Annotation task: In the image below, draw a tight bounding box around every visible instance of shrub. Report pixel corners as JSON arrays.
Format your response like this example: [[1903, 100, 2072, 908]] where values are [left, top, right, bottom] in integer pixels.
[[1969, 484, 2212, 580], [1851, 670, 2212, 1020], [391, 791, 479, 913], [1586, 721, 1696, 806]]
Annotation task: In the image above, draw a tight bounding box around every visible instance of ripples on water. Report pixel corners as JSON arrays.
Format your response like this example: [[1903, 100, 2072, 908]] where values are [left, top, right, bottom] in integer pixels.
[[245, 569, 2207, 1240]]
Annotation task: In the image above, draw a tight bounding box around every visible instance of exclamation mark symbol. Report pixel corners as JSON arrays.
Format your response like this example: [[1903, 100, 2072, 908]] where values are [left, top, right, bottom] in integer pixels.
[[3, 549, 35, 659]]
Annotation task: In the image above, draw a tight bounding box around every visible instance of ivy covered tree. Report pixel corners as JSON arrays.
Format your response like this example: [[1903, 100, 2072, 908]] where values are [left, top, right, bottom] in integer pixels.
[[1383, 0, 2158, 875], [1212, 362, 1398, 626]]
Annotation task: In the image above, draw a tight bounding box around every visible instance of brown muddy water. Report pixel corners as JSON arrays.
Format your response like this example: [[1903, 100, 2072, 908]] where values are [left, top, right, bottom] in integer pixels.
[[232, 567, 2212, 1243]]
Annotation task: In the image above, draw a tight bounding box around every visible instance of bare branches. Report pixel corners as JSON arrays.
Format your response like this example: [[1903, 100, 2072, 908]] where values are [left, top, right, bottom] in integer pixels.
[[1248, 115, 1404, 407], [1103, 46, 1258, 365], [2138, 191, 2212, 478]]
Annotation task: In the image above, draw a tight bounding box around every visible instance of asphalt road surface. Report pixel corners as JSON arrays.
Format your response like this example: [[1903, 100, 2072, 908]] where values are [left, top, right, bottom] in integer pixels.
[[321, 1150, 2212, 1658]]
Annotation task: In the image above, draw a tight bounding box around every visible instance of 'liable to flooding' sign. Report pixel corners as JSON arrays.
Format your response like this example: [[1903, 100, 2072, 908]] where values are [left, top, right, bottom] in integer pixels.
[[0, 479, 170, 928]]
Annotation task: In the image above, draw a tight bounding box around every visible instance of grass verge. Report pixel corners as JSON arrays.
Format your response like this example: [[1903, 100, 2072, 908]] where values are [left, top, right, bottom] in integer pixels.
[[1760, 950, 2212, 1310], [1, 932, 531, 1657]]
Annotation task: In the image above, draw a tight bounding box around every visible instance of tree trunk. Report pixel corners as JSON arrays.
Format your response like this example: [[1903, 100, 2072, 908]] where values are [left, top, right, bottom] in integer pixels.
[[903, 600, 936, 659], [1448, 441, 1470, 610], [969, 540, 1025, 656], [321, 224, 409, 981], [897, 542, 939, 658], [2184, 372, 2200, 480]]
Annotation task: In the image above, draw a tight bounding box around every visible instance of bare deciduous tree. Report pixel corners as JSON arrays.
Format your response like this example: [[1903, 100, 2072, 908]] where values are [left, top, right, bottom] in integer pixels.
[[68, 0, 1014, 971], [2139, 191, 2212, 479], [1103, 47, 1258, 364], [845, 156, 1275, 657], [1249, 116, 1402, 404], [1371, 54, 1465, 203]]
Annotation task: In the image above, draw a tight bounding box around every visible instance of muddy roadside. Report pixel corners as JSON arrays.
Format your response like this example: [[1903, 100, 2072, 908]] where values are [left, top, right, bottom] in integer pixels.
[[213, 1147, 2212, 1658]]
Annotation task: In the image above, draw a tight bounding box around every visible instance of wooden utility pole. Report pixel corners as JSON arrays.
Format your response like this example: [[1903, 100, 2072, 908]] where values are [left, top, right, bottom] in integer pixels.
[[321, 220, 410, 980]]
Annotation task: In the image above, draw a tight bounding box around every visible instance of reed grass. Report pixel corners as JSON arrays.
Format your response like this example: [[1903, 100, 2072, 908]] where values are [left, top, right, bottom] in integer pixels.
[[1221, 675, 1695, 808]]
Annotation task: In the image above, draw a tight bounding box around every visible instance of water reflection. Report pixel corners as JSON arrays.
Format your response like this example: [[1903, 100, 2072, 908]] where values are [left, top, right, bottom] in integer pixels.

..............................

Work order: Set down again, word for word, the stretch of records from the line with "muddy water. Report pixel corners as JSON arrays." to the line with "trunk. Report pixel corners as JSON arrays.", both of those lines included.

Worked solution:
Annotation task: In the image above, draw a tight bounding box around every visible instance of brown muddy water. Report pixel corners as JSON arrays.
Format your response like this example: [[1903, 100, 2072, 908]] where values are [left, top, right, bottom] in integer pixels.
[[232, 567, 2212, 1243]]
Annotation task: In the image above, draw a tight bounding box around every visible instance of bare branches. Report pixel corners as JSON arrays.
Format your response like this example: [[1903, 100, 2072, 908]] where values are [left, top, right, bottom] in integer pixels.
[[1248, 115, 1404, 407], [1103, 46, 1258, 365], [2138, 191, 2212, 478]]
Annotation task: In the image above, draw a tight bounding box around every visible instance of asphalt road surface. Report pixel corners as JSON arrays.
Format your response like this example: [[1903, 100, 2072, 908]] where values are [left, top, right, bottom] in integer pixels.
[[321, 1150, 2212, 1658]]
Annotation task: In the image above, draw a tight bounding box around every visible instance of 'liable to flooding' sign. Report pixel corners as JSON arrays.
Format your response like this example: [[1903, 100, 2072, 908]] where values are [left, top, right, bottom] in integer pixels.
[[0, 479, 170, 928]]
Annotation task: In the image above, draw a tight bounding box around every visible instance of grass verge. Report pixel corners as JSON arrays.
Format your response like this example: [[1903, 100, 2072, 908]] where values are [left, top, right, bottom] in integer pixels.
[[1760, 950, 2212, 1310], [1, 932, 531, 1657]]
Annotation task: In the image above, draw a tight bounding box around every visible instance of tree trunk. Report pixel corners as JSON arrays.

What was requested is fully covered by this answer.